### Exercise details:
Report, in full, each line of the listing below that contains the string "petal". Matching is case-sensitive.
* BEGIN *
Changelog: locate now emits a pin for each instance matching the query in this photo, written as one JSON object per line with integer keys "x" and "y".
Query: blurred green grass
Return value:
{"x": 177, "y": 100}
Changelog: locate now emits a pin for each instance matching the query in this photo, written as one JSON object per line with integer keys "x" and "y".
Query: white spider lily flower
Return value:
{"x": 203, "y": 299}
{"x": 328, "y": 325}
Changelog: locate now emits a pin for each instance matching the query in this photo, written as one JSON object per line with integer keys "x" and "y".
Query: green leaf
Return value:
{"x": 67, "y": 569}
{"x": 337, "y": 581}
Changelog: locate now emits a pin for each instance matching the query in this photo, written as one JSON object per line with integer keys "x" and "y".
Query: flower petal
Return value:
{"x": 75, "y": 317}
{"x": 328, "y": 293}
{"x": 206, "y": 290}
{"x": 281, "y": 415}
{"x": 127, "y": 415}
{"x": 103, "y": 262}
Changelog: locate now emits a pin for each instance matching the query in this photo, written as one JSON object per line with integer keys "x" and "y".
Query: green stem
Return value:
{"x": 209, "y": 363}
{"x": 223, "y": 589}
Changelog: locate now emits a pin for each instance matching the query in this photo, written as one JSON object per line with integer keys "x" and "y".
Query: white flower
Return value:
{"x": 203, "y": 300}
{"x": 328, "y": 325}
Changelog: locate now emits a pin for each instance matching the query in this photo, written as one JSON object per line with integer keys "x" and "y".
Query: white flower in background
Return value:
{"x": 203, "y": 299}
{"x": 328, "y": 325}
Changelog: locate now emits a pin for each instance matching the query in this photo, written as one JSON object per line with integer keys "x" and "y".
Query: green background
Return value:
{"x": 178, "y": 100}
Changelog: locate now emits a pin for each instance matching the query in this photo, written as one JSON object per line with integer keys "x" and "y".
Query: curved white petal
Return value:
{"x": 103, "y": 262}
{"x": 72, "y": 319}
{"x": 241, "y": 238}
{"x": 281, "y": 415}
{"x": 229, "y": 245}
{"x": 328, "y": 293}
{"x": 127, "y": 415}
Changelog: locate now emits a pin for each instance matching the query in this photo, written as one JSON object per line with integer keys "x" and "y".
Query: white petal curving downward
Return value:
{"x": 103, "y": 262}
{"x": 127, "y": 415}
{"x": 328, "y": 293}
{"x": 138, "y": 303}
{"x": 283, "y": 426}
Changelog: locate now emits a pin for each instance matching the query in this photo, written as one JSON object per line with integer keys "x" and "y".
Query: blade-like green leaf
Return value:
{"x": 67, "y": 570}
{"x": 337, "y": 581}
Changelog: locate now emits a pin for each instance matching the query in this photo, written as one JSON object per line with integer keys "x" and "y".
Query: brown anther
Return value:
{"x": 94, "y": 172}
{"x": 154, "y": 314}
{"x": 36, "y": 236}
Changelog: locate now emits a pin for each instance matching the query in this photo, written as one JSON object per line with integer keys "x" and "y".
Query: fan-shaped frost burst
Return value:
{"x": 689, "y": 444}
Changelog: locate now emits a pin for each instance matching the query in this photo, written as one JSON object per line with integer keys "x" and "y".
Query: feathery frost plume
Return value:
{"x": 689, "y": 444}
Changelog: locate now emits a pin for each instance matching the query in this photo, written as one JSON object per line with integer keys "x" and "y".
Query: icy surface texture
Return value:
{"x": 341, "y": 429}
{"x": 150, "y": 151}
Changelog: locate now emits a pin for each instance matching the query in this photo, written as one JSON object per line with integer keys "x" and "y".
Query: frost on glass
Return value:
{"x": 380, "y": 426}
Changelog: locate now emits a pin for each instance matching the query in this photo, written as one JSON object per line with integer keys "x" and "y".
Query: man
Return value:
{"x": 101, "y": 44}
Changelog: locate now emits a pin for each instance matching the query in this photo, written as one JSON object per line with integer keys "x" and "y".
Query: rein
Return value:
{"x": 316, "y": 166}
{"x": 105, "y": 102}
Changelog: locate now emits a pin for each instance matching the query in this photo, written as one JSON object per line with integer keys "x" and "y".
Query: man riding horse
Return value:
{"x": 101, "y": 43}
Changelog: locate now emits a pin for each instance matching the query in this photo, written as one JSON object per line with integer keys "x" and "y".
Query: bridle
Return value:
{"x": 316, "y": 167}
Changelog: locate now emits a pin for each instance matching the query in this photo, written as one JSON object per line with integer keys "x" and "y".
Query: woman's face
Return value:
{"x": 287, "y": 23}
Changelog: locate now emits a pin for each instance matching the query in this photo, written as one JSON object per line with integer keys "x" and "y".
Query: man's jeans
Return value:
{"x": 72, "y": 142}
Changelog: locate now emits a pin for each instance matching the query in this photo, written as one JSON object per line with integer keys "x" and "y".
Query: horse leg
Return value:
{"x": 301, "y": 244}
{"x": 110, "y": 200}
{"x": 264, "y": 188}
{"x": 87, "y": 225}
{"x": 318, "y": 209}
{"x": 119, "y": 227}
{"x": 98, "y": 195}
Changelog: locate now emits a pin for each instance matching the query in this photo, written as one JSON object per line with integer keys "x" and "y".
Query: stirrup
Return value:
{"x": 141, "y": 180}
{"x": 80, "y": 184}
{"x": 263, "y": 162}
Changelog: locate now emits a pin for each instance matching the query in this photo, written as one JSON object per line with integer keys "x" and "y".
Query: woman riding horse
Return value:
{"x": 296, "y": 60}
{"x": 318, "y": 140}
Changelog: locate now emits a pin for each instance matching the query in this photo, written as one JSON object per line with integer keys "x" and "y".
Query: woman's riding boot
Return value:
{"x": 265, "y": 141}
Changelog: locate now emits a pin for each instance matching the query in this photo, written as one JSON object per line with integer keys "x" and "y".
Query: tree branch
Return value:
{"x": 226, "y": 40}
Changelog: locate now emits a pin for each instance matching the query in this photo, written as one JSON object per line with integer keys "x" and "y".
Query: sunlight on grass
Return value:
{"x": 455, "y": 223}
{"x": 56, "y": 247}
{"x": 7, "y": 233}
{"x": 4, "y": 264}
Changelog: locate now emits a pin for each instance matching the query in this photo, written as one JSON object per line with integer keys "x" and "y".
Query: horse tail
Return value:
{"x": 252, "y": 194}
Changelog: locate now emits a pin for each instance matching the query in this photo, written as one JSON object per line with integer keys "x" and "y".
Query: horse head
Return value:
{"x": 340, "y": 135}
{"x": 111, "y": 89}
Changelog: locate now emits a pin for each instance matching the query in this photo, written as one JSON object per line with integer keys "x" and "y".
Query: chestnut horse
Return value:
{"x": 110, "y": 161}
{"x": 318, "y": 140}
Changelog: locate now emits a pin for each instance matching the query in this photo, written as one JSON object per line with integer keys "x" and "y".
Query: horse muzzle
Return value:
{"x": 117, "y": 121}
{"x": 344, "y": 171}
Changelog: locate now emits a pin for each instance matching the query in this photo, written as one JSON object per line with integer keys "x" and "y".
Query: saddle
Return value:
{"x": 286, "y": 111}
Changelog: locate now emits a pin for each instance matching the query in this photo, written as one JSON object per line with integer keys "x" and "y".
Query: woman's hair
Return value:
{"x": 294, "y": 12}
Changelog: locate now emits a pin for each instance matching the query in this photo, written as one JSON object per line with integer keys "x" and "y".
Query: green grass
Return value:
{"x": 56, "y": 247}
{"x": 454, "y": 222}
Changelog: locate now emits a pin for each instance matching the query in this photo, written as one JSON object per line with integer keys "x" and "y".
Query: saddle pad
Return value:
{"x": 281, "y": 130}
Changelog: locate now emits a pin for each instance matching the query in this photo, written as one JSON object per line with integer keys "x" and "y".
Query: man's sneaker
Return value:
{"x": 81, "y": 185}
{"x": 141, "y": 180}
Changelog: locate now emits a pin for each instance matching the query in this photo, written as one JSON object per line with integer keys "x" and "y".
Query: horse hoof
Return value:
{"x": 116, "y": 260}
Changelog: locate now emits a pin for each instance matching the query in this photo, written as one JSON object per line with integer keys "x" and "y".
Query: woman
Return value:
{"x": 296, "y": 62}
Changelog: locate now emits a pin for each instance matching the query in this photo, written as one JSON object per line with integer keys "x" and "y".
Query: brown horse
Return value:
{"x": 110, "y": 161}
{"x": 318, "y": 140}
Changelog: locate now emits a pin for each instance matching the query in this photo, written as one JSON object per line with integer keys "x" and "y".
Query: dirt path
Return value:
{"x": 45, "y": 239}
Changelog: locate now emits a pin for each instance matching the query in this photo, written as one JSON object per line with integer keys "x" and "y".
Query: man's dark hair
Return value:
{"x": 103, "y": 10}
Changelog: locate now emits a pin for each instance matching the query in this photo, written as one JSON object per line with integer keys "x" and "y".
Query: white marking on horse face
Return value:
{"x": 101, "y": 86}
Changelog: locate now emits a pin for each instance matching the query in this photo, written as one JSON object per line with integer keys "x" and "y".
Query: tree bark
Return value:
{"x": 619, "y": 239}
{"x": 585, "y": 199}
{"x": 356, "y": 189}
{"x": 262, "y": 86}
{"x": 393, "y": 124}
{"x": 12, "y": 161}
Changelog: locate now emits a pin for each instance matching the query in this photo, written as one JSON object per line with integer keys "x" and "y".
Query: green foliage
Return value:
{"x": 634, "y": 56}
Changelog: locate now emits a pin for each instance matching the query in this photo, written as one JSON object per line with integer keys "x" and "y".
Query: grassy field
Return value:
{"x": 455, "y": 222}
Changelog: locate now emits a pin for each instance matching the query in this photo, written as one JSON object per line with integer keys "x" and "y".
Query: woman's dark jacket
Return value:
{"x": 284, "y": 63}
* END *
### Reply to the exercise:
Query: flower petal
Query: curved white petal
Query: white petal curving downward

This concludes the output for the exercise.